> _WORK TO COMPLETE_
Write out the whole of the material exactly.

> _Named-object pointing records_
###

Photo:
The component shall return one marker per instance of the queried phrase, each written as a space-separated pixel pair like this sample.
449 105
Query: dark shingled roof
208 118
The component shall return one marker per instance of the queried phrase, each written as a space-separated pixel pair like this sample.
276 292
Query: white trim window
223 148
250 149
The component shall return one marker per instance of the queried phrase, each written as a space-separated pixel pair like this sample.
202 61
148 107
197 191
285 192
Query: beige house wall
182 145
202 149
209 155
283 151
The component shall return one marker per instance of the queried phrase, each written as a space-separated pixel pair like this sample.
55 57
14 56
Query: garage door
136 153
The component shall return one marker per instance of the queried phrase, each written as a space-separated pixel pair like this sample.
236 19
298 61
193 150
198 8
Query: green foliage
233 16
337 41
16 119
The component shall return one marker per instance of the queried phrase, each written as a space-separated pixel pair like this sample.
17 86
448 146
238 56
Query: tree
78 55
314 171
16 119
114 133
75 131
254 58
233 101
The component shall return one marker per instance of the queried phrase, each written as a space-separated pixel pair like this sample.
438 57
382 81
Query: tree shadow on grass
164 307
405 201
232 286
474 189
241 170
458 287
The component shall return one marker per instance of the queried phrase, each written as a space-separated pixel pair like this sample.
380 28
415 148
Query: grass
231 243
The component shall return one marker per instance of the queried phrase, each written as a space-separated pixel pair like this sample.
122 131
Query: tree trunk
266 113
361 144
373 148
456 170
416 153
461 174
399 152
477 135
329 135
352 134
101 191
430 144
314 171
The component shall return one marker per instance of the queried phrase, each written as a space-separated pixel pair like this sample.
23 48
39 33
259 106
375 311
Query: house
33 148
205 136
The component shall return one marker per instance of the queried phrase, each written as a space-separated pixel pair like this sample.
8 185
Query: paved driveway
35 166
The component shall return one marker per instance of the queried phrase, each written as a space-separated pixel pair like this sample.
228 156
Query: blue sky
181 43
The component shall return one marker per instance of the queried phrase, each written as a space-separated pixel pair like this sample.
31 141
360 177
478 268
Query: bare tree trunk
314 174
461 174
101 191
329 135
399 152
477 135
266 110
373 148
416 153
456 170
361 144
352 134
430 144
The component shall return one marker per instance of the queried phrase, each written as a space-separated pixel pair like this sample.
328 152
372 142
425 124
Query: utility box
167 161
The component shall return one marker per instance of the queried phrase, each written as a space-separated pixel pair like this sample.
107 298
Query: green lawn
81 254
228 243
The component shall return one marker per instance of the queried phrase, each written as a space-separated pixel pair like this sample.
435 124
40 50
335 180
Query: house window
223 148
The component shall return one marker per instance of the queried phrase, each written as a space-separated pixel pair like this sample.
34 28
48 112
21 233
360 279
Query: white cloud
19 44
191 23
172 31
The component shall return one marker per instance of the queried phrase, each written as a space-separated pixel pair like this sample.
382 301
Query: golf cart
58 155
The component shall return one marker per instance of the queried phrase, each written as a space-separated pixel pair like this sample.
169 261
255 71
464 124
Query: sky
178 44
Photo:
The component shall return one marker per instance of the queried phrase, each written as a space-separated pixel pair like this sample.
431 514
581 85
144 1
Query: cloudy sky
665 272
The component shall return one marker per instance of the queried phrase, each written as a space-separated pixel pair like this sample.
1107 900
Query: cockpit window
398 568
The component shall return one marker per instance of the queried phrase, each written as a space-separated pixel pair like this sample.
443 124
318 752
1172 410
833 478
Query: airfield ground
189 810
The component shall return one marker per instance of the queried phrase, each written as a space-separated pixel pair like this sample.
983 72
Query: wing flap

###

> _CORRECT ANSWER_
Photo:
The component shall return one marker per instance of the queried phrase, each written as a space-separated pixel pair like this sample.
449 105
Query: dark shingled roof
208 118
The component shall return one marker per instance of the queried phrase, each written as a space-separated pixel pair like this sample.
276 292
Query: white trim window
223 148
250 149
The component shall return one marker per instance of the queried phrase, each written as a space-separated pixel pair like this sample.
202 61
148 107
197 191
285 192
Query: beige house wall
182 145
202 149
209 155
283 151
The component shall return one marker per instance of the queried phrase, each written as a space-separated pixel pair like this sample.
55 57
14 56
Query: garage door
136 153
The component shall return one marker per instance of the queried phrase, each written as a space-separated pixel pair like this sample.
236 19
298 61
193 150
198 8
Query: green foliage
233 16
337 41
16 119
The component shall return one marker per instance of the queried phrase, each written as a space-separated pixel pair like this sample.
17 86
448 146
238 56
Query: tree
78 55
314 171
16 119
114 133
75 131
254 58
233 101
The component shall return one marker per instance of the queried phrase, each written as a space-separated pixel pair like this sample.
438 57
382 81
Query: tree shadow on grass
164 307
405 201
232 286
474 189
241 170
458 287
The component shall return one marker per instance of the queried phrase, each written as a space-separated pixel pair like this sample.
380 28
415 148
Query: grass
231 243
The component shall return one marker per instance of the queried phrase, each written as a space-separated pixel pair like this sample.
122 131
Query: tree trunk
266 113
361 144
373 148
456 170
416 153
461 174
399 152
477 135
329 135
352 134
101 191
430 144
314 171
The component shall return one marker per instance of the queried phrase, each written as a space-separated pixel pair like this sample.
23 48
39 33
259 106
375 311
Query: house
33 148
205 136
The component shall return one marker per instance of the queried phrase, each written as a space-separated pixel pair like this sample.
8 185
Query: paved driveway
35 166
The component shall return one marker per instance of the queried phrase, each written as a space-separated pixel pair like this sample.
228 156
Query: blue sky
181 43
The component shall return one marker per instance of the queried phrase, each written as a space-separated pixel pair like this sample.
31 141
360 177
478 268
Query: bare tree trunk
314 174
461 174
101 191
329 135
399 152
477 135
266 110
373 148
416 153
456 170
361 144
352 134
430 144
The component shall return one marker per instance of the queried phrase, each written as a space-separated pixel pair like this sample.
328 152
372 142
425 124
Query: utility box
167 161
The component shall return one marker per instance of the queried phrase, each written as a space-separated pixel pair like this sample.
107 298
Query: green lawn
81 254
228 243
The component shall return one marker per instance of the queried phrase, each written as a space-separated pixel pair like this sample.
435 124
40 50
335 180
Query: house window
223 148
The component shall return one marker per instance of the queried phrase, each written as a space-separated pixel pair like this sample.
34 28
48 112
21 233
360 279
Query: white cloud
19 44
191 23
172 31
The component shall return one marker per instance of the queried phrase, each written as a space-separated pixel pair like this sample.
382 301
Query: golf cart
58 155
The component shall return one marker per instance of the queried phrase, each written as a space-separated pixel pair like this sample.
169 261
255 71
464 124
Query: sky
178 44
Photo:
The component shall return one marker per instance of the queried phrase, each written as a space-separated pixel pair like this sample.
431 514
581 85
144 1
Query: cloudy sky
665 272
The component shall return one marker per instance of the queried phrase, each written as a space-separated pixel pair like this sample.
1107 900
Query: cockpit window
398 568
The component shall return one marker per instance of the queried phrase, each written as a space-separated pixel pair like this sample.
443 124
318 752
1172 410
833 478
Query: airfield ground
189 810
The component shall return one marker per instance of the queried phrase, each written as a space-separated pixel pair like this sample.
983 72
Query: wing flap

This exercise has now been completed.